_Aim of the task:_
Rewrite the records below as a JSON list of strings with one string for each line, and leave out any blank lines.

_Records shown:_
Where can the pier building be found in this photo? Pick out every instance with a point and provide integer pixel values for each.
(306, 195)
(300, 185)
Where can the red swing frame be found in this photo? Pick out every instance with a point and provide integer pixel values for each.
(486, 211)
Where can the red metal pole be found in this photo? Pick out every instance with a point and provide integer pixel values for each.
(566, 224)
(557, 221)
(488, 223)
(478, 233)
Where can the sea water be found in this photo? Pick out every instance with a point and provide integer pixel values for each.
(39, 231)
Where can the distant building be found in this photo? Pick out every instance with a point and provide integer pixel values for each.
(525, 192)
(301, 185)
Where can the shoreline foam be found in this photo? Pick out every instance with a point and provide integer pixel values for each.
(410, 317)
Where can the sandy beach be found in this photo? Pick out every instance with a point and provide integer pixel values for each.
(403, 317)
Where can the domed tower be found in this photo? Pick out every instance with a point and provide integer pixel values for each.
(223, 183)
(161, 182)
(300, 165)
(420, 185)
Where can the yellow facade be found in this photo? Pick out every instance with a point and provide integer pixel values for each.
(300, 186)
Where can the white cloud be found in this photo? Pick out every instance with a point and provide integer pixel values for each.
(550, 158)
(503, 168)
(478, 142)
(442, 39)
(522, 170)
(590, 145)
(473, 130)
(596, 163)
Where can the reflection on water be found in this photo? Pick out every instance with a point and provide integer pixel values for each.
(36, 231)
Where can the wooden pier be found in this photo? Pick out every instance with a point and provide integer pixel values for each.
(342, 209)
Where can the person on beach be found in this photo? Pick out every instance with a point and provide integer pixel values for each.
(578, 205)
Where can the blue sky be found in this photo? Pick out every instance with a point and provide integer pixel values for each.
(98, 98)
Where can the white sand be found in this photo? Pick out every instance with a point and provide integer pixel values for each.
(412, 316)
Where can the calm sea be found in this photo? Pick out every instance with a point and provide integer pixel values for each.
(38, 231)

_Answer to the task:_
[
  "Where can the pier building be found in this photo? Pick out every instance with a point and provide integer pixel values for each.",
  "(306, 195)",
  "(300, 185)",
  "Where can the red swing frame be found in this photo? Pick out every instance with a point and provide integer pixel values for each.",
  "(486, 211)",
  "Where can the red metal pole be found in this photo? Pick out every instance with a point and provide integer pixel values for each.",
  "(566, 224)",
  "(557, 221)",
  "(488, 223)",
  "(478, 233)",
  "Where can the sea water be found in this photo? Pick out every instance with a point and provide integer pixel values for each.",
  "(39, 231)",
  "Where can the distant building be found in this photo? Pick out every instance with a point and provide integer pixel values for each.",
  "(525, 192)",
  "(301, 185)",
  "Where can the shoreline foam be found in this photo? Pick out every instance with a point and provide integer pixel values for each.",
  "(410, 317)",
  "Where can the sandy beach be found in this photo? Pick out every instance with a point and provide integer pixel values for each.",
  "(403, 317)",
  "Where can the domed tower be found in this photo? Pick out every instance with a point and provide integer pixel values for each.",
  "(223, 183)",
  "(161, 182)",
  "(300, 165)",
  "(420, 185)",
  "Where can the yellow facade be found in this photo? Pick out every instance with a point and provide integer pixel values for each.",
  "(300, 186)",
  "Where can the white cloud be found in this photo? Pick out every instance with a point and provide integer pixel values for each.",
  "(550, 158)",
  "(503, 168)",
  "(478, 142)",
  "(442, 39)",
  "(522, 170)",
  "(590, 145)",
  "(473, 130)",
  "(596, 163)",
  "Where can the reflection on water be found in this photo? Pick out every instance with a point and provide integer pixel values for each.",
  "(36, 231)",
  "Where can the wooden pier be found in this photo? Pick out every instance with a point and provide integer pixel values for each.",
  "(342, 209)",
  "Where can the person on beach be found in this photo? Pick out every instance with a point and provide integer pixel values for each.",
  "(578, 205)",
  "Where can the blue sky be found in this photo? Pick out every instance with a point and provide integer pixel values for each.",
  "(98, 98)",
  "Where can the white sand be found in this photo? Pick out every instance with a point and provide integer pixel values for each.",
  "(412, 316)",
  "Where can the calm sea be found in this photo? Pick out every instance with a point and provide integer pixel values for each.",
  "(38, 231)"
]